- SELECTED EXCERPT
══════════════════════════════
Meta launches flagship Muse Spark 1.1 model with multi-agent upgrades
Meta has released Muse Spark 1.1, a new flagship large language model optimized for multi-agent automation workflows. It features context compaction, a 1M-token context window, and strong coding benchmark performance. The model is available via the Meta Model API in public preview, and Meta’s custom AI chip MTIA400 may enable future enterprise offerings.
Meta Platforms Inc. today launched a new flagship large language model optimized to power multi-agent automation workflows.
Muse Spark 1.1 is available in the company’s Meta AI chatbot service and via an application programming interface. The Meta Model API, as it’s aptly called, will enable developers to embed the LLM in their custom software. The service is in public preview.
Multi-agent automation workflows usually comprise a main agent that develops a plan for how to perform tasks and subagents that carry out its instructions. The main agent generates its plan at the start of a new project. According to Meta, Muse Spark 1.1 can detect and respond to mid-task developments that make it necessary to change the project plan.
Tasks that require multiple agents to automate usually comprise a large number of steps. As a result, agents generate a significant amount of data while performing those steps. If the dataset exceeds the underlying LLM’s context limit, some of the information has to be discarded, which often comes at the expense of output quality.
Muse Spark 1.1 addresses the challenge with a context compaction mechanism. According to Meta, it compresses the data generated by AI agents in a way that saves the most important details. That enables it to retrieve “information from much earlier work” when it needs to carry over data from one sub-task to another. The model has a context window of 1 million tokens.
The new model’s context compaction and multi-agent features make it adept at coding tasks. In one internal test, Meta engineers had it generate a chat app based on prompts. It took screenshots of the program’s interface, spotted several technical issues, identified the code snippets that caused the issues and fixed them.
══════════════════════════════
- EXERCISE AIM
Please reproduce the Muse Spark 1.1 article word for word from "Meta launches flagship" to "future enterprise offerings.". The data that follows comes from a different source than the Muse Spark 1.1 article.
══════════════════════════════
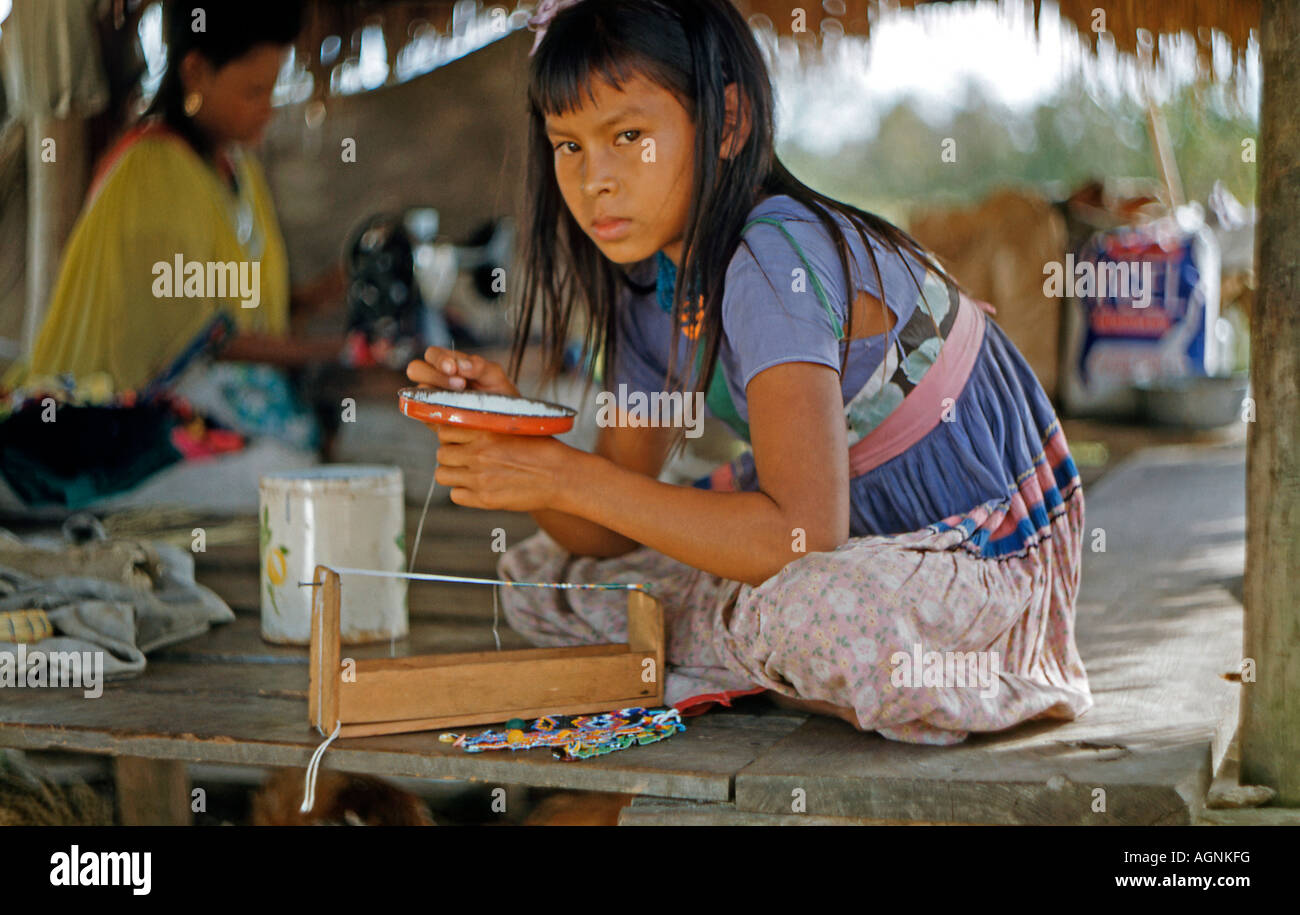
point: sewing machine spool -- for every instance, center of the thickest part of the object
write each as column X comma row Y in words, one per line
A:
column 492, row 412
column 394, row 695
══════════════════════════════
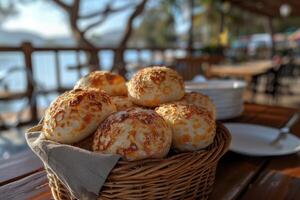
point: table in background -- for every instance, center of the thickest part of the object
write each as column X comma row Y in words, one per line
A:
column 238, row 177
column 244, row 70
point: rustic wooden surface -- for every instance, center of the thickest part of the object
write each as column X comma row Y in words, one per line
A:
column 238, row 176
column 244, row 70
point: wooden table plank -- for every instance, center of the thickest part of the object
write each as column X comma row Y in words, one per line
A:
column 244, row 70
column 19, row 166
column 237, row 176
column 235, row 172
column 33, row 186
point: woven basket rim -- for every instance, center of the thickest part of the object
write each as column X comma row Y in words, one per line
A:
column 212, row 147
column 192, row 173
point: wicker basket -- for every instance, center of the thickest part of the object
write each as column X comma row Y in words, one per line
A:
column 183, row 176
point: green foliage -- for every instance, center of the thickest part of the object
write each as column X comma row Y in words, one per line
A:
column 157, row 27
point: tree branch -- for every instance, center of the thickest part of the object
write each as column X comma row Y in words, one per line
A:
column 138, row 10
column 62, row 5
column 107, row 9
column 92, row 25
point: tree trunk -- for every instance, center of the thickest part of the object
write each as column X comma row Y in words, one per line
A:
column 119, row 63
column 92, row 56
══════════════════════════════
- RESULT
Meta launches flagship Muse Spark 1.1 model with multi-agent upgrades
Meta has released Muse Spark 1.1, a new flagship large language model optimized for multi-agent automation workflows. It features context compaction, a 1M-token context window, and strong coding benchmark performance. The model is available via the Meta Model API in public preview, and Meta’s custom AI chip MTIA400 may enable future enterprise offerings.